— START EXERCISE MATERIAL —

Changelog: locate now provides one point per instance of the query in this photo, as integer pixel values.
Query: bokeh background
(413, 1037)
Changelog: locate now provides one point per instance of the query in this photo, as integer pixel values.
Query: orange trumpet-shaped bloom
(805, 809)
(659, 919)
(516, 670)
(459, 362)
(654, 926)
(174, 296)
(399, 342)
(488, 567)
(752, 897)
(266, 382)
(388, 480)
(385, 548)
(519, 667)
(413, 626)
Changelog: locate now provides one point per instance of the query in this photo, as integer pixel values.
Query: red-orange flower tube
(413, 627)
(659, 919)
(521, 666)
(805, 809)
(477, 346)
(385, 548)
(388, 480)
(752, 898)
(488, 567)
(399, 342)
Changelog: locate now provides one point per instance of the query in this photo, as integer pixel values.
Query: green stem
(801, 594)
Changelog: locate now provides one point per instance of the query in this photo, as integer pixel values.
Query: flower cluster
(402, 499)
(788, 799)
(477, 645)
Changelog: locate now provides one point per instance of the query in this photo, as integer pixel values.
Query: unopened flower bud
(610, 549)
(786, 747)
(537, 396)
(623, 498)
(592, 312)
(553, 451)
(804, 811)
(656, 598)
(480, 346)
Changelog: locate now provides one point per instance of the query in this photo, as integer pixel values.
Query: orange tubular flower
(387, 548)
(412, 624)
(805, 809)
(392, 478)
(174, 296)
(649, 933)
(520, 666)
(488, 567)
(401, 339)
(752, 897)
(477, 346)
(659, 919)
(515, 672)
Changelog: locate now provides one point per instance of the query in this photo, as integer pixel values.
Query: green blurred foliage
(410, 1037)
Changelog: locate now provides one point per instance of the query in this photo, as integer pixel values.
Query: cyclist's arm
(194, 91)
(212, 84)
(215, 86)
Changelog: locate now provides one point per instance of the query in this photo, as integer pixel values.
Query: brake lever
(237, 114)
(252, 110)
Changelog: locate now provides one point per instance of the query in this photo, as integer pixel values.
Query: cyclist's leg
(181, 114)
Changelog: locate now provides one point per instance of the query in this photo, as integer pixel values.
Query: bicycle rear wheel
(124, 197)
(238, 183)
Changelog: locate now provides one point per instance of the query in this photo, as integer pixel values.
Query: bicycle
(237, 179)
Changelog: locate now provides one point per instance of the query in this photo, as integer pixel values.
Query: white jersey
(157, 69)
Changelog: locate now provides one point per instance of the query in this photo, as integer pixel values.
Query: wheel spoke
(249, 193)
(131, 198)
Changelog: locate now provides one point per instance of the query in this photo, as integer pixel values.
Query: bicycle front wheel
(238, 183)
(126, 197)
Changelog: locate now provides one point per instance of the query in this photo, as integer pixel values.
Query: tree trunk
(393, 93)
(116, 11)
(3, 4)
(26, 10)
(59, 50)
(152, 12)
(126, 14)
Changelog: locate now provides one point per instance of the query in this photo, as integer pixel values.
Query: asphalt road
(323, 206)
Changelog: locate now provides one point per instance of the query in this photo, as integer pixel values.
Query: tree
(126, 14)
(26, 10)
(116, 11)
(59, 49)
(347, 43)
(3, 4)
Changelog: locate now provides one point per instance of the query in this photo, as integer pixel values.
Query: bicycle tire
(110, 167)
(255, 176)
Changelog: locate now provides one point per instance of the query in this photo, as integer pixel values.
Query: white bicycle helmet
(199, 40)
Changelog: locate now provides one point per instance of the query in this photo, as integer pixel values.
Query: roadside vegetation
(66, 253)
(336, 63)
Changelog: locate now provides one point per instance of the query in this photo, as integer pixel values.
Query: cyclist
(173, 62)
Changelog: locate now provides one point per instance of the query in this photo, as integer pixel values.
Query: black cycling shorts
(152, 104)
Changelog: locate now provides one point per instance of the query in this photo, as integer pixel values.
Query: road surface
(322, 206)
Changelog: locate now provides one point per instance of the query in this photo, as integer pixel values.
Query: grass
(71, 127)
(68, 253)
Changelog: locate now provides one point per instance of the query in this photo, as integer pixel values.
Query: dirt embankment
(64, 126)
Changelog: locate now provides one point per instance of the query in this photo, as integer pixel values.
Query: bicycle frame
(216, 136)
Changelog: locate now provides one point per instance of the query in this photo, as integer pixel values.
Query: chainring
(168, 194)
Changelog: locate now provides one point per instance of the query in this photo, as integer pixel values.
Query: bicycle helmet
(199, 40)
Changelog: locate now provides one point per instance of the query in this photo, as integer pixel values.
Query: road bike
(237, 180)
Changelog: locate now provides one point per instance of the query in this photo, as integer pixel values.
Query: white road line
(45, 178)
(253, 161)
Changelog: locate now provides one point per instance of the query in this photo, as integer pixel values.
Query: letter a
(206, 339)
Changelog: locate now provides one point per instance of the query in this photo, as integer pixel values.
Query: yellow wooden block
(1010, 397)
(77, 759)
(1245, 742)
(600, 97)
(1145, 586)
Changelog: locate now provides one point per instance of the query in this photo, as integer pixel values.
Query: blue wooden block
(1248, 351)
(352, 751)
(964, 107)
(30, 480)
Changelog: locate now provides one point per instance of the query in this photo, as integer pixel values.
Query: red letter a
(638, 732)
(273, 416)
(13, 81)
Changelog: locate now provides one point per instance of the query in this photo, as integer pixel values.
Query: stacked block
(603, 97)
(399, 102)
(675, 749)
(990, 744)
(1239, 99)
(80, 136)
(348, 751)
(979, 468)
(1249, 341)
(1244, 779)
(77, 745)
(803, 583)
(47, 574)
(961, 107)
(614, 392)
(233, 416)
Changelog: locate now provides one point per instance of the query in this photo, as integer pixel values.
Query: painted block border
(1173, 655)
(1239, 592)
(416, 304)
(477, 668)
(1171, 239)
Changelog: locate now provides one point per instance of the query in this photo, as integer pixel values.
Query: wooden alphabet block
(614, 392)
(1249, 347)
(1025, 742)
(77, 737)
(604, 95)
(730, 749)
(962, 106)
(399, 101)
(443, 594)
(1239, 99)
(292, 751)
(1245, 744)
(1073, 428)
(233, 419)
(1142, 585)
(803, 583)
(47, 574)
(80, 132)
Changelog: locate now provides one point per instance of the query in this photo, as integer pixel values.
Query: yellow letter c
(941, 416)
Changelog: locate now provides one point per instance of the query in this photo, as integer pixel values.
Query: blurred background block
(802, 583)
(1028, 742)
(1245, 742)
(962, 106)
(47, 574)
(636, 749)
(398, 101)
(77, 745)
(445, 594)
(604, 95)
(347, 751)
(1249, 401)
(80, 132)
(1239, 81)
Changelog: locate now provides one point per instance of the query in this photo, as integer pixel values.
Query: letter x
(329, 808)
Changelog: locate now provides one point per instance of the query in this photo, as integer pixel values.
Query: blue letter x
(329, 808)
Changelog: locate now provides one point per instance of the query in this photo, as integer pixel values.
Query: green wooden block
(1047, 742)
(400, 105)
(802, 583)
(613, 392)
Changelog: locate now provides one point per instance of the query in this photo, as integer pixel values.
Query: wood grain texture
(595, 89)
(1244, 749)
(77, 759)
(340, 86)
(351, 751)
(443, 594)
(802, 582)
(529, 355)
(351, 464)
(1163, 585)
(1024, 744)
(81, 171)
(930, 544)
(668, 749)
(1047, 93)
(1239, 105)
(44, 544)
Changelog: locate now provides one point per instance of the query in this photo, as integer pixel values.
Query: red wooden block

— END EXERCISE MATERIAL —

▶ _GIVEN TASK_
Identify every line in the records that contains the word "background", and copy each of those lines. Treat case as significant.

▶ _CORRECT ANSWER_
Query: bokeh background
Query: blurred background block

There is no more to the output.